- [YOUR ASSIGNMENT]:
Retype the entries in full, exactly.

[Referring expression data]
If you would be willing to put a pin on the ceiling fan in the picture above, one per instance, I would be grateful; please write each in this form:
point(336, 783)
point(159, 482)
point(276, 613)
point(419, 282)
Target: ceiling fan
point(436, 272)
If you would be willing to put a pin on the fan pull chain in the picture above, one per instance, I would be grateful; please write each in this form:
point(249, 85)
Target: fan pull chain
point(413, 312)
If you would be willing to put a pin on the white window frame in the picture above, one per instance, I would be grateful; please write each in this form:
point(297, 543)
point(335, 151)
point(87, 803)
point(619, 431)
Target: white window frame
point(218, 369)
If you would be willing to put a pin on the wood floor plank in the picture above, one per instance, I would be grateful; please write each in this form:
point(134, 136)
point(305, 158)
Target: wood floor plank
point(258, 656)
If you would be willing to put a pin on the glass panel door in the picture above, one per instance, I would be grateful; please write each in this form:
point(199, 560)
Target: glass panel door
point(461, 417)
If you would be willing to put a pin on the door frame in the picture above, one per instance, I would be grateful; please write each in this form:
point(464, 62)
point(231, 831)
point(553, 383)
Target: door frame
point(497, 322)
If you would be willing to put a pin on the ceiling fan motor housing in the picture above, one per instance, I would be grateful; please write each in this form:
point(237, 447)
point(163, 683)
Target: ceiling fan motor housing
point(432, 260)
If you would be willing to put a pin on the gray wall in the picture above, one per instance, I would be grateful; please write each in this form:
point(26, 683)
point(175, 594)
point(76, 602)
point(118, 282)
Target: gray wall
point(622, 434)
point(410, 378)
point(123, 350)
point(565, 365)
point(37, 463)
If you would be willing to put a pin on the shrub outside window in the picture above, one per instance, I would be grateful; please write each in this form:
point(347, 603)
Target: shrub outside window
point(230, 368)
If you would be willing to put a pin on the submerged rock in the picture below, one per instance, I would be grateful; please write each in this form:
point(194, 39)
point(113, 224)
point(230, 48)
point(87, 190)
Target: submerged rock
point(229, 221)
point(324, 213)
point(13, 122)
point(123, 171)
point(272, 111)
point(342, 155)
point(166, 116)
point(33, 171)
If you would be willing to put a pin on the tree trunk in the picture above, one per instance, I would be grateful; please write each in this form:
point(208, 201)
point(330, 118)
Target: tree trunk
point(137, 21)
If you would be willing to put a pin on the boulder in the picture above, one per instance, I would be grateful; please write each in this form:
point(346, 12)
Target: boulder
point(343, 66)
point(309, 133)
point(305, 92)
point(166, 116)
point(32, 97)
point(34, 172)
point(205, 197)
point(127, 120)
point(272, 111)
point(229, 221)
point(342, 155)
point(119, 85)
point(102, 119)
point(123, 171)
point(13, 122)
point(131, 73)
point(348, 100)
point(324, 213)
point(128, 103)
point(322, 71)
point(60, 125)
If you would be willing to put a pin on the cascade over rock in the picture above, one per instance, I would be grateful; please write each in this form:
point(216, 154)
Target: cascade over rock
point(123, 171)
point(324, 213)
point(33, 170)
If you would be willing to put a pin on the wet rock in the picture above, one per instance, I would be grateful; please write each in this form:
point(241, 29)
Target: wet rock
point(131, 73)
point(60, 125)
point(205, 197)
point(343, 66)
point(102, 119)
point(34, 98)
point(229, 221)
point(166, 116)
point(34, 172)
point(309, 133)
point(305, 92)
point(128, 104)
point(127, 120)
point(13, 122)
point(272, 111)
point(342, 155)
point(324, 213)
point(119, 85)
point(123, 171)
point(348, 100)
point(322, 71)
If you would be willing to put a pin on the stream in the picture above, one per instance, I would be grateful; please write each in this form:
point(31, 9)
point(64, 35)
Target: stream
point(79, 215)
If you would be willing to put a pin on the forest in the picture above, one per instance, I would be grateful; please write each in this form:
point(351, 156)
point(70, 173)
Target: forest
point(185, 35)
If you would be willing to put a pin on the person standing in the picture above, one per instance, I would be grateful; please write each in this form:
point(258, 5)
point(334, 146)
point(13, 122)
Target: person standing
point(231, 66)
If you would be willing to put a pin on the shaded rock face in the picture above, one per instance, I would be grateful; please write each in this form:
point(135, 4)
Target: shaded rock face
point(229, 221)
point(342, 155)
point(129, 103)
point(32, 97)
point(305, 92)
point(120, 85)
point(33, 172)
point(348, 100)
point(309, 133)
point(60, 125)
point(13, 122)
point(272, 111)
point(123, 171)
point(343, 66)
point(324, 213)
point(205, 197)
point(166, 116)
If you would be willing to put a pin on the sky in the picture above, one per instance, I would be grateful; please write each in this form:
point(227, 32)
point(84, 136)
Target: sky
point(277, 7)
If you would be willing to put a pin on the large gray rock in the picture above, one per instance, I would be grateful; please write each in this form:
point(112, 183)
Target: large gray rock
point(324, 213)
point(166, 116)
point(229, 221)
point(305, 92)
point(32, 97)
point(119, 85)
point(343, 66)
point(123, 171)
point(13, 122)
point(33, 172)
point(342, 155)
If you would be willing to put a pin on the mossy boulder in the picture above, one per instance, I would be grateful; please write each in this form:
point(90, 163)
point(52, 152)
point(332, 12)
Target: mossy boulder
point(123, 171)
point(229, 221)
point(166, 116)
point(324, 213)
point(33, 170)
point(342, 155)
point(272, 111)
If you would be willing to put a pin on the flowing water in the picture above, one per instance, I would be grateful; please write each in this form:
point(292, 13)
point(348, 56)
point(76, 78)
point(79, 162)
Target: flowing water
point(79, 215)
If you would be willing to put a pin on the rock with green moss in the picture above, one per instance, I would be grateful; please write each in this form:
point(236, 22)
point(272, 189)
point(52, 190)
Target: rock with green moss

- [RESPONSE FOR THIS EXERCISE]:
If you would be willing to put a pin on the ceiling fan in the picture above, one per instance, I would be grateful; please write each in this form:
point(336, 783)
point(159, 482)
point(276, 613)
point(419, 282)
Target: ceiling fan
point(436, 272)
If you would be willing to put a pin on the fan pull chain in the picture above, one per instance, I would be grateful; please write each in this form:
point(249, 85)
Target: fan pull chain
point(413, 312)
If you would be willing to put a pin on the white window frame in the picture above, one per instance, I would be grateful; please write each in this form:
point(297, 543)
point(335, 151)
point(87, 803)
point(619, 431)
Target: white window frame
point(218, 369)
If you would be willing to put a pin on the wood floor plank in the picture above, one per instance, I would be grateful; please write each in this form:
point(134, 136)
point(305, 158)
Target: wood floor plank
point(258, 656)
If you would be willing to put a pin on the glass panel door in the picture above, one per instance, I would be grateful; please write each in this form:
point(199, 560)
Target: glass panel door
point(461, 417)
If you would be willing to put a pin on the door frame in the picture above, one per instance, I would be grateful; please write each in this form:
point(464, 62)
point(231, 831)
point(553, 383)
Target: door frame
point(497, 322)
If you would be willing to put a pin on the ceiling fan motor housing in the picture above, one per instance, I would be grateful; please write each in this form:
point(237, 447)
point(163, 683)
Target: ceiling fan motor housing
point(432, 260)
If you would be willing to put a pin on the gray wall in the picture above, one per instance, I would be grateful; please write each in this form:
point(26, 683)
point(175, 594)
point(76, 602)
point(118, 282)
Target: gray wall
point(622, 434)
point(410, 378)
point(123, 350)
point(565, 365)
point(37, 463)
If you would be willing to put a pin on the shrub outside window in the picture above, one per instance, I would be grateful; please write each in this form:
point(347, 603)
Target: shrub outside window
point(230, 368)
If you would be willing to put a pin on the submerged rock in the picture below, one per instance, I would be grateful; please write each in this form:
point(194, 39)
point(113, 224)
point(230, 48)
point(87, 190)
Target: submerged rock
point(229, 221)
point(324, 213)
point(13, 122)
point(123, 171)
point(272, 111)
point(342, 155)
point(166, 116)
point(33, 171)
If you would be willing to put a pin on the tree trunk in the picture above, one per instance, I would be grateful; please write each in this form:
point(208, 201)
point(330, 118)
Target: tree trunk
point(137, 21)
If you would be willing to put a pin on the boulder in the picture above, one per instance, I would be grateful; please write each in this form:
point(346, 12)
Target: boulder
point(343, 66)
point(309, 133)
point(305, 92)
point(166, 116)
point(32, 97)
point(34, 172)
point(205, 197)
point(127, 120)
point(272, 111)
point(229, 221)
point(342, 155)
point(119, 85)
point(102, 119)
point(123, 171)
point(13, 122)
point(131, 73)
point(348, 100)
point(324, 213)
point(128, 103)
point(322, 71)
point(60, 125)
If you would be willing to put a pin on the cascade over rock in the picture above, one per instance, I would be grateful; please write each in this form:
point(216, 154)
Target: cascade over rock
point(123, 171)
point(324, 213)
point(33, 170)
If you would be willing to put a pin on the wet rock in the picture above, one per instance, I would be grateful; please write each in this form:
point(241, 29)
Target: wet rock
point(131, 73)
point(60, 125)
point(205, 197)
point(343, 66)
point(102, 119)
point(34, 98)
point(229, 221)
point(166, 116)
point(34, 172)
point(309, 133)
point(305, 92)
point(128, 104)
point(127, 120)
point(13, 122)
point(272, 111)
point(342, 155)
point(324, 213)
point(119, 85)
point(123, 171)
point(348, 100)
point(322, 71)
If you would be willing to put a pin on the stream in the picture above, one per instance, I would be grateful; please write each in this form:
point(31, 9)
point(64, 35)
Target: stream
point(79, 215)
If you would be willing to put a pin on the forest in the picture above, one per instance, I would be grateful; please write each in this form:
point(351, 156)
point(70, 173)
Target: forest
point(185, 35)
If you would be willing to put a pin on the person standing in the picture above, one per instance, I would be grateful; please write each in this form:
point(258, 5)
point(334, 146)
point(13, 122)
Target: person standing
point(231, 66)
If you would be willing to put a pin on the shaded rock face in the picture above, one per instance, I would be grateful; please write each in this form:
point(135, 4)
Target: shaded rock face
point(229, 221)
point(342, 155)
point(129, 103)
point(32, 97)
point(305, 92)
point(120, 85)
point(33, 172)
point(348, 100)
point(309, 133)
point(60, 125)
point(13, 122)
point(272, 111)
point(123, 171)
point(343, 66)
point(324, 213)
point(205, 197)
point(166, 116)
If you would be willing to put a pin on the sky in the picture above, one per instance, I would be grateful; please write each in this form:
point(227, 32)
point(84, 136)
Target: sky
point(277, 7)
If you would be willing to put a pin on the large gray rock in the picture above, one per instance, I would be grateful; please write each in this form:
point(112, 183)
Target: large gray rock
point(324, 213)
point(166, 116)
point(229, 221)
point(305, 92)
point(32, 97)
point(119, 85)
point(343, 66)
point(123, 171)
point(13, 122)
point(33, 172)
point(342, 155)
If you would be willing to put a pin on the mossy boulder in the picture above, one per instance, I would be grateful; please write each in this form:
point(90, 163)
point(52, 152)
point(332, 12)
Target: mossy boulder
point(123, 171)
point(229, 221)
point(166, 116)
point(324, 213)
point(33, 170)
point(342, 155)
point(272, 111)
If you would be willing to put a pin on the flowing water in the picture above, one per instance, I would be grateful; please write each in this form:
point(292, 13)
point(348, 56)
point(76, 78)
point(79, 162)
Target: flowing water
point(79, 215)
If you would be willing to put a pin on the rock with green moss in the picture above, one per instance, I would be grateful; please write each in this form:
point(236, 22)
point(272, 189)
point(52, 190)
Target: rock with green moss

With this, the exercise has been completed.